→ **Complete the following**:
1 - Using the Adaptation Test text, decide whether each statement agrees with it. Answer yes or no for each and quote the deciding words. (a) Each series in the test contains five trials. (b) Toes-down rotations typically produce higher mean sway energies than toes-up rotations. (c) The interpretation of mild asymmetry between directions is standardized.
2 - According to the Adaptation Test text, what is sway energy on trial five typically, as a percentage of trial one?

→ **Page text**:
The Adaptation Test measures the central nervous system's ability to learn from a perturbation and damp the response across trials. It is the CDP protocol most sensitive to cerebellar involvement.

The test consists of two series of five trials each: toes-up rotations of the platform, and toes-down rotations. Each rotation lifts or drops the front of the platform by about 8 degrees over 400 ms.

The response to a toes-up rotation is initially exaggerated — the patient sways backward as if pushed. By the fifth trial, the healthy central nervous system has learned that the perturbation is harmless and damps the response. Sway energy on trial five is typically 40–60% of trial one.

Toes-up and toes-down rotations

Toes-up rotation: the front of the platform rises. The patient's body initially leans forward (relative to the new platform tilt), then sways backward as a corrective response. Healthy adults overshoot slightly on trial one, then progressively adapt.

Toes-down rotation: the front of the platform drops. The patient leans backward, then sways forward correctively. The adaptation pattern is similar to toes-up, although mean sway energies are typically a touch lower.

Some clinicians report toes-up and toes-down separately because asymmetric adaptation can occur — typically with toes-down adapting faster than toes-up. The interpretation of mild asymmetry is not standardised; treat it as a soft finding unless one direction is clearly non-adapting.

Sway energy

Sway energy is the integrated sway across the trial, weighted by frequency. It captures both the amplitude and the timing of the postural response in a single number. Higher values mean more total sway; the system normalises to a baseline so that direct trial-to-trial comparison is meaningful.

→ **Records shown**:

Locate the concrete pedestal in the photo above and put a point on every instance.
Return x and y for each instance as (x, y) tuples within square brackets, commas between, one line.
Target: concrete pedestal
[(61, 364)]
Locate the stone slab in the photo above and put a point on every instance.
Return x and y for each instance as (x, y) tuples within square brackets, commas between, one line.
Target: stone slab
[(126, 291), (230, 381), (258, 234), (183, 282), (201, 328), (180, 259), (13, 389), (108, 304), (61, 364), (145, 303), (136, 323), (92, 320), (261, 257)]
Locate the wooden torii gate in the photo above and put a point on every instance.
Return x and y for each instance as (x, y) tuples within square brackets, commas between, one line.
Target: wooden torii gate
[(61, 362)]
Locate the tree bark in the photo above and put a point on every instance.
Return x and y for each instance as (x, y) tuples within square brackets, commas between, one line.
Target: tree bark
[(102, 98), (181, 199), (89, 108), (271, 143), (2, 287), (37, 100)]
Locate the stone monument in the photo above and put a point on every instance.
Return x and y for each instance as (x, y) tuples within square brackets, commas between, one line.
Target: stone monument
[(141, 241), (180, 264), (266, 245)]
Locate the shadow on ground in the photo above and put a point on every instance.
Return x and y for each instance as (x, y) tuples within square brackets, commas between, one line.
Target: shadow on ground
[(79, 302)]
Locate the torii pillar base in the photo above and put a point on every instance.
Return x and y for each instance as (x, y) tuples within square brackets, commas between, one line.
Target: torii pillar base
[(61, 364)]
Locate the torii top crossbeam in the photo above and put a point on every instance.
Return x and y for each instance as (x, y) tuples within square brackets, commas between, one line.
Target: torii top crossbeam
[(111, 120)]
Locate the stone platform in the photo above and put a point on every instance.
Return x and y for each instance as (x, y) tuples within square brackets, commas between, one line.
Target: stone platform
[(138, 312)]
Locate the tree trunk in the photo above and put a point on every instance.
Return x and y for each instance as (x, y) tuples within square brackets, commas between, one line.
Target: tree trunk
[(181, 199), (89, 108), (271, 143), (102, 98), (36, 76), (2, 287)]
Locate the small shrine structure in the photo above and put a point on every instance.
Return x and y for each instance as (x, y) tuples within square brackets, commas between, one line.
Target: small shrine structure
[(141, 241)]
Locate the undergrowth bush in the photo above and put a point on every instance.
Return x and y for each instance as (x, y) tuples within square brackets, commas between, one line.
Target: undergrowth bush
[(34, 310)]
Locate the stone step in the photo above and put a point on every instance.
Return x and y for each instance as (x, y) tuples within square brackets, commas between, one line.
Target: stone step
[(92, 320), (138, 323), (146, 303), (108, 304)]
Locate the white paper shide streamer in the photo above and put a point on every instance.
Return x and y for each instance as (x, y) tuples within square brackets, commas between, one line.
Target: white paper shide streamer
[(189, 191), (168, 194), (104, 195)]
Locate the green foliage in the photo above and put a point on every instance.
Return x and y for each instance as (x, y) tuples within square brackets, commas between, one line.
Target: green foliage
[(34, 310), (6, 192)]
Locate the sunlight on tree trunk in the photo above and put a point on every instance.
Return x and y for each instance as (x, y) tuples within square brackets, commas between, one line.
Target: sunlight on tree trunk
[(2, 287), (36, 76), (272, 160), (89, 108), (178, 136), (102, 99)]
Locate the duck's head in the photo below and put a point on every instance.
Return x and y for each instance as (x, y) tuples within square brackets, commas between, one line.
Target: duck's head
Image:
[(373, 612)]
---
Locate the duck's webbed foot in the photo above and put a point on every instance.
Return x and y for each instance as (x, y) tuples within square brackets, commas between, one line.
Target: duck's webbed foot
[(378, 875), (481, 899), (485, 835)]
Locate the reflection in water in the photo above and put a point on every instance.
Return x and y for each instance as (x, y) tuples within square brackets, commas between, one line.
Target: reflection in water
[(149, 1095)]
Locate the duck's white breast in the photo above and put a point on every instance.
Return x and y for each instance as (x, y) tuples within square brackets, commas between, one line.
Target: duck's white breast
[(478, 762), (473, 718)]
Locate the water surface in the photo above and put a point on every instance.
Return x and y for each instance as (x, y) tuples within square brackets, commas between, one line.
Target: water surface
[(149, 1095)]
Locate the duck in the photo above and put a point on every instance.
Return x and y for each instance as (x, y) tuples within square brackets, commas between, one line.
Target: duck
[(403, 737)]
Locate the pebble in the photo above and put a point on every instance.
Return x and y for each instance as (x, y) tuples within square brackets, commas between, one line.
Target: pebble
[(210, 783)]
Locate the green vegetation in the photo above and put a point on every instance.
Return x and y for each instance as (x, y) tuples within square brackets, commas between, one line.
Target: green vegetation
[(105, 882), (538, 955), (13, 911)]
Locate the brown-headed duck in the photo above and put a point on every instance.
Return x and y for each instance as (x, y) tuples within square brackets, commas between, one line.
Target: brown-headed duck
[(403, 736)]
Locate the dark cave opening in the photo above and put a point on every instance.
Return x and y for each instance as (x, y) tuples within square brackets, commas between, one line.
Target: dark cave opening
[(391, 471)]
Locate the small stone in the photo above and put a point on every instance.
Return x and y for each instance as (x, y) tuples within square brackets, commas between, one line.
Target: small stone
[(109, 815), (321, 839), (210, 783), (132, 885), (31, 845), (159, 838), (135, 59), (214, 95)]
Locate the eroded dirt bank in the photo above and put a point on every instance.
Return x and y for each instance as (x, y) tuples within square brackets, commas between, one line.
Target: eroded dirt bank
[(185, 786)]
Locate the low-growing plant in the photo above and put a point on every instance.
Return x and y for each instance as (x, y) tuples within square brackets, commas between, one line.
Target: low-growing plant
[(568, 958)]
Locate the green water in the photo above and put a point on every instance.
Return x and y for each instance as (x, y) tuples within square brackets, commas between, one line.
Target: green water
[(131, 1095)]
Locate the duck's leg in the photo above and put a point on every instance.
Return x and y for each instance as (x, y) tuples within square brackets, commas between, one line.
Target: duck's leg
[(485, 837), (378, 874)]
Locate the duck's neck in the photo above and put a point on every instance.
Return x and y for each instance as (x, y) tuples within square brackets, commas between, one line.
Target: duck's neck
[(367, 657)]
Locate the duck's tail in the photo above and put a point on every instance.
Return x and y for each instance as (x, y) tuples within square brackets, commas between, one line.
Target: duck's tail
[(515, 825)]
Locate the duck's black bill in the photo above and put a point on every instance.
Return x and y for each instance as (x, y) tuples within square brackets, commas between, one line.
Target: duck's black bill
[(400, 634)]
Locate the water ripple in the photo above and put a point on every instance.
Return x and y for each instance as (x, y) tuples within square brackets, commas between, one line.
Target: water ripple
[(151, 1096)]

→ **Solutions to the problems**:
1 -
(a) Yes: "two series of five trials each"
(b) No: "mean sway energies are typically a touch lower"
(c) No: "The interpretation of mild asymmetry is not standardised"

2 - Typically 40–60% of trial one.